[Passage to read — start]
In Mexico City, emos faced off against anti-emo forces in the Glorieta de Insurgentes, a circular plaza above the Insurgentes metro station, which can adequately be described as the epicenter of emo social space for the whole of Mexico. Footage showed teenagers striking one another with belts, cursing, and knocking over emo girls. Although riot police were called to disperse the crowds, only a band of peace-loving Hare Krishnas who paraded and chanted through the plaza was able to quell the tensions.

The scenes have looked like they’re straight out of the infamous mods-vs.-rockers rumbles in Britain in the 1960s, or the cult New York gang flick The Warriors. “That’s the best way to put it,” said emo Jose Luis Hernandez, 17.

So what the hell is going on?

For one thing, the emo bashing wave that has swept Mexico is demonstrating to the world in the harshest terms possible what native Mexicans and expats have known for decades: that Mexican cities, particularly the capital, are complex and tough urban environments, where youth subcultures thrive far below the radar of the global eye.

Emo culture is relatively new to Mexico, taking off in about the past three years, emos said in interviews. They are drawn to the music of bands such as Dashboard Confessional, Hawthorne Heights and Alesana. They like the style — shaggy bangs, skintight jeans, studded belts, lots of black — and the loose ideology of getting “emotional” and, on occasion, practicing self-mutilation.

“We got it from the United States. The contexts that they live and we live are very different, so all we can do is use the style,” said Queretaro emo Samantha Becerra, 20. “Here, we didn’t have that music.”

Youth belonging to other Mexican “urban tribes” — the term used for strongly self-defined groups that include the punks, the rockabillies, the goths or darketos, and others — say that’s exactly the problem. The disdain for emos is rooted in the impression that they merely mimic styles from other subcultures and from MySpace and foreign music videos. Punks and darketos, groups that are practically indigenous to the urban landscape of modern Mexico, are especially indignant about the rise of the emos.

“We’re against the emos,” a punk told a newscast in Mexico City during the Insurgentes rumble. “They’re copying our styles.”
[Passage to read — finish]
[Extracted information — start]
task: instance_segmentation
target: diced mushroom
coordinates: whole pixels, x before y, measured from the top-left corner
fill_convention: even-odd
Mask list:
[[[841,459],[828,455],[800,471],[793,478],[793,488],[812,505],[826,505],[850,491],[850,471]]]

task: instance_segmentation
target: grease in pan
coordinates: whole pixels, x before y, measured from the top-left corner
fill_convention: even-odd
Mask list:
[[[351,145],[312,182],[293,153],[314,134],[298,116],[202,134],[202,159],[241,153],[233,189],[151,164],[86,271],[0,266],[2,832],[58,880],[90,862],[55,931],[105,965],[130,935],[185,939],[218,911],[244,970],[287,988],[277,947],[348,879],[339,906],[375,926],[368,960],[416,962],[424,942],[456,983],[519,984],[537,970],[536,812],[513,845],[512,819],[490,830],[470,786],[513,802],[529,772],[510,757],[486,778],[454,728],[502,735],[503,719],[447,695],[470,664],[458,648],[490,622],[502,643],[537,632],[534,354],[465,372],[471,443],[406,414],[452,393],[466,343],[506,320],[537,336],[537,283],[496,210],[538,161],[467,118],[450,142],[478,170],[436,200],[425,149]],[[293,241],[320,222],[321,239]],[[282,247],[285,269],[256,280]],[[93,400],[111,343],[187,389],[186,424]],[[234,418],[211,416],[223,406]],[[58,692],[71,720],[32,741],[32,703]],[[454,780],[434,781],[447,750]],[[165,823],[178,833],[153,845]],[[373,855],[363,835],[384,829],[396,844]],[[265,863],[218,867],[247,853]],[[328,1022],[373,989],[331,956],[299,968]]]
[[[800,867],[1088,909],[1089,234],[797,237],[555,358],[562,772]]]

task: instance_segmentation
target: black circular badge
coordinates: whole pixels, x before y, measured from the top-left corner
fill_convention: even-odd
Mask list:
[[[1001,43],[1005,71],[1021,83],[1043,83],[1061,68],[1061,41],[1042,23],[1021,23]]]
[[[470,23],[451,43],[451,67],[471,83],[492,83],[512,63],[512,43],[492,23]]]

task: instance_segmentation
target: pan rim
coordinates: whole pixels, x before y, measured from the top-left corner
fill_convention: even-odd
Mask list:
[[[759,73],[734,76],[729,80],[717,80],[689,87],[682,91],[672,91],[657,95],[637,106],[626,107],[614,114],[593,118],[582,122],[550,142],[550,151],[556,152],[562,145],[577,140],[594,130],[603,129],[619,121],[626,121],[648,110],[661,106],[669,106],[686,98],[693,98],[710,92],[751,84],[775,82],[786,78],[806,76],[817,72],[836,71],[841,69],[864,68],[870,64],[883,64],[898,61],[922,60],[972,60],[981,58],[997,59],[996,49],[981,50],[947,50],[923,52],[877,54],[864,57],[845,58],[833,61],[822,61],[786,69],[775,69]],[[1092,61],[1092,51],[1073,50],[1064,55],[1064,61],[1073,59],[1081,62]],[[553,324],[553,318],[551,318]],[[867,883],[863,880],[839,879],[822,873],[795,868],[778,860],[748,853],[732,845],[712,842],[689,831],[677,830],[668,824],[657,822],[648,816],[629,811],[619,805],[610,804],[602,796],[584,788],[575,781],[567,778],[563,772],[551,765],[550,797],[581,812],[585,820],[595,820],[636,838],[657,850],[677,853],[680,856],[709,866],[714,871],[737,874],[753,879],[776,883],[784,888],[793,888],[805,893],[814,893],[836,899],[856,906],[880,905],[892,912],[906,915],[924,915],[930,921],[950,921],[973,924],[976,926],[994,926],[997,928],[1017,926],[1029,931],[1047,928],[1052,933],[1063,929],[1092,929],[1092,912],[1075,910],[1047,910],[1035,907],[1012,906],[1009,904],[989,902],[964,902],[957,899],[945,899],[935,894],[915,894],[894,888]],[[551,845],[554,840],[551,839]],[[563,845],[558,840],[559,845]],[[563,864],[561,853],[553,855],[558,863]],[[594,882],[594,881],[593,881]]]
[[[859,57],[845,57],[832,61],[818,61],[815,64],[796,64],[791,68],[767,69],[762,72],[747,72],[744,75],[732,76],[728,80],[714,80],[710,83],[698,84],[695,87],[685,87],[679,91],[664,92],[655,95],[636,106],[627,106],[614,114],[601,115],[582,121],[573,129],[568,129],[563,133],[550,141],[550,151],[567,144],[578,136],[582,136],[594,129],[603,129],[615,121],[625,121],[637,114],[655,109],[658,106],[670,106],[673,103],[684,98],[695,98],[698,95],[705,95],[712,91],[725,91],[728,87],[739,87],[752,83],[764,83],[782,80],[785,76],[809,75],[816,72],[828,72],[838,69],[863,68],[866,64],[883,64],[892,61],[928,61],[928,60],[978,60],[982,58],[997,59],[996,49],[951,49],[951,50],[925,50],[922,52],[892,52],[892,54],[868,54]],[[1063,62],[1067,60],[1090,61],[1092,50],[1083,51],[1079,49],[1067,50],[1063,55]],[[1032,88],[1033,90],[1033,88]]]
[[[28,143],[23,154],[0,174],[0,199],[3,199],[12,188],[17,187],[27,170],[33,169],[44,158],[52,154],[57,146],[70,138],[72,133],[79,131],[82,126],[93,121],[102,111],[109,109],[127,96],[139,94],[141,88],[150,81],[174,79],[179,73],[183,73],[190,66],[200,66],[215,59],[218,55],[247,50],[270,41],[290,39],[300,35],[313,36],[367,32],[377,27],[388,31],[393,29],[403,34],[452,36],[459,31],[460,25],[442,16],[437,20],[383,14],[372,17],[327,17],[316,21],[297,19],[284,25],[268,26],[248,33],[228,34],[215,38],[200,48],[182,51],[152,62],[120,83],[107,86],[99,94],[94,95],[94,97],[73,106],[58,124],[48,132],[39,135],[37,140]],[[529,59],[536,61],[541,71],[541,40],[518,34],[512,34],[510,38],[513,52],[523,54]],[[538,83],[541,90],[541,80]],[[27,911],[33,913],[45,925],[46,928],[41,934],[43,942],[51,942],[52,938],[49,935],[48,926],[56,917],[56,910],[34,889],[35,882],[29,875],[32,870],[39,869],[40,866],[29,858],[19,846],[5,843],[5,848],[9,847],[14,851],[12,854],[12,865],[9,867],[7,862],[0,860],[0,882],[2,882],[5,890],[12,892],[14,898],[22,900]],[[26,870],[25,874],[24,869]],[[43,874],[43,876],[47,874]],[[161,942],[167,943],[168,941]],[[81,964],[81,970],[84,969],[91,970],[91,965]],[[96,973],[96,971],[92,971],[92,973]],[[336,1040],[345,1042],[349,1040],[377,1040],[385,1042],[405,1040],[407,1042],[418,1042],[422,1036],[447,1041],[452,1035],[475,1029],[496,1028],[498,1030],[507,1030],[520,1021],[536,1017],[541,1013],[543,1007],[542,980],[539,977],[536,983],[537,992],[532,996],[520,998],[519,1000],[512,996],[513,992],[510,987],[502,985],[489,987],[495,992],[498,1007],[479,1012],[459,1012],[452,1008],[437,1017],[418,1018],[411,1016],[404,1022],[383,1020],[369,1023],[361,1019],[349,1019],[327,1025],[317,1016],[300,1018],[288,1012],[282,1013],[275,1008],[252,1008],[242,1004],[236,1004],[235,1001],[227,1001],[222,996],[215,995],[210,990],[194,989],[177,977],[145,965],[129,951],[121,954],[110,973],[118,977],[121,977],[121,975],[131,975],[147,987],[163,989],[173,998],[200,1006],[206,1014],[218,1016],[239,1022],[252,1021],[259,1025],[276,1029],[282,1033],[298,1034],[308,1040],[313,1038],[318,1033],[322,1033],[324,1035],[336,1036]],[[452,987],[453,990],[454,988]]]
[Extracted information — finish]
Problems and tasks:
1: According to the passage on Mexico's emo clashes, why do youths from the other urban tribes look down on emos? Answer in one to three sentences.
2: Output the portion of the passage on Mexico's emo clashes between "In Mexico City, emos" and "quell the tensions.", inclusive.
3: Pick up the passage on Mexico's emo clashes after its last sentence and continue it.

Per-task answers:
1: Their disdain comes from the impression that emos merely mimic styles taken from other subcultures, from MySpace and from foreign music videos. Punks are especially indignant and say the emos are copying their styles.

2:
In Mexico City, emos faced off against anti-emo forces in the Glorieta de Insurgentes, a circular plaza above the Insurgentes metro station, which can adequately be described as the epicenter of emo social space for the whole of Mexico. Footage showed teenagers striking one another with belts, cursing, and knocking over emo girls. Although riot police were called to disperse the crowds, only a band of peace-loving Hare Krishnas who paraded and chanted through the plaza was able to quell the tensions.

3:
Other theories have floated in the media buzz and online chatter. Gay-rights organizations in Mexico are pegging the anti-emo movement as homophobic, because emo boys often appear androgynous or unopposed to male-on-male affection. Anibal Gamez, a sociologist in Queretaro, says that Mexico’s strident class rifts are also at play, as many emos belong to middle- or upper-class brackets, while anti-emos in Queretaro are chacos, or lower-class youth from the rougher suburban outskirts.

Meanwhile, emos in Mexico are fighting back. Pro-emo, pro-tolerance rallies and demonstrations have been staged in Queretaro, in Puebla and in the capital. Mexico City emos are targeting media giant Televisa''s fiery on-air personality named Kristoff, who spews anti-emo hate on an MTV-style program called Telehit. “Fucking bullshit,” Kristoff said of the emo movement last year, in piercing English. Even more strangely, some voices in the media and on the political left are suggesting that the anti-emo wave is part of a government conspiracy to divide the populace.

After the anti-emo spark in Queretaro, however, Kristoff went on the air to sharply chastise the emo bashers, essentially calling them cowards for chasing pacifist emos and not attempting to square off against, say, reggaetoneros or Mara Salvatrucha cells within Mexico.

Fat chance. The anti-emo players have so far been comfortable hiding behind mobs and anonymous monikers online. But their rage and thirst for blood is racking up real victims.

One Mexico City emo named Andres Sotomayor, 20, told of being jumped by a group of young men in Roma, the somewhat trendy Beaux Arts neighborhood, one Saturday afternoon. They held him down and chopped off chunks of his long hair, Andres said. Now, he’s totally bald.

“I felt impotent,” Sotomayor recalled during a pro-emo demonstration. “It seems like an injustice to me that there are these movements of social separation. We’re one country.”